■ THE RECORDS
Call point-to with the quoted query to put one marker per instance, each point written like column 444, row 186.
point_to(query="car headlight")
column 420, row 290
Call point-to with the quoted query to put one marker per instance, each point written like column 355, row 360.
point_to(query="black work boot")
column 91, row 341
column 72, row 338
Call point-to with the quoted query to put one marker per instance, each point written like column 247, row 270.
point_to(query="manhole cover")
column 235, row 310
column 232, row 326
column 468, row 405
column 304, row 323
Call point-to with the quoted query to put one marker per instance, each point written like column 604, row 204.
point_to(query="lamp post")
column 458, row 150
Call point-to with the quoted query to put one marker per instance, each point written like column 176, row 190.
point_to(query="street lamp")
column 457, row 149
...
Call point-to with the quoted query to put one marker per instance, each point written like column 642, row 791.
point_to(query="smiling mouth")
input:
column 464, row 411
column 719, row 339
---
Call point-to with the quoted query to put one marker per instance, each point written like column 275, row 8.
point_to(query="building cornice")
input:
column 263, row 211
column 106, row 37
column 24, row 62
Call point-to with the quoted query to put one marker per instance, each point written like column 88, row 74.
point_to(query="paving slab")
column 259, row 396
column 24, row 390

■ TRY IT
Scan the entries above for the string "Call" and copy each line containing it.

■ WRITTEN ANSWER
Call point-to with the quoted query to put one marker per instance, each point written like column 444, row 186.
Call point-to with the quoted query to put one marker per instance, each point written like column 355, row 360.
Call point-to with the quoted query to put one marker per instance, each point written like column 247, row 270.
Call point-to with the quoted query to put one marker per instance, each point written like column 604, row 204.
Call point-to with the quoted query to put one marker per instance, each point written like column 176, row 190.
Call point-to with the quoted query to put one marker per instance, each point written like column 642, row 791.
Call point-to with the quoted query to put one marker per instance, each point written like column 275, row 8.
Call point-to with the quoted query to put one marker per instance, each point written like column 88, row 74.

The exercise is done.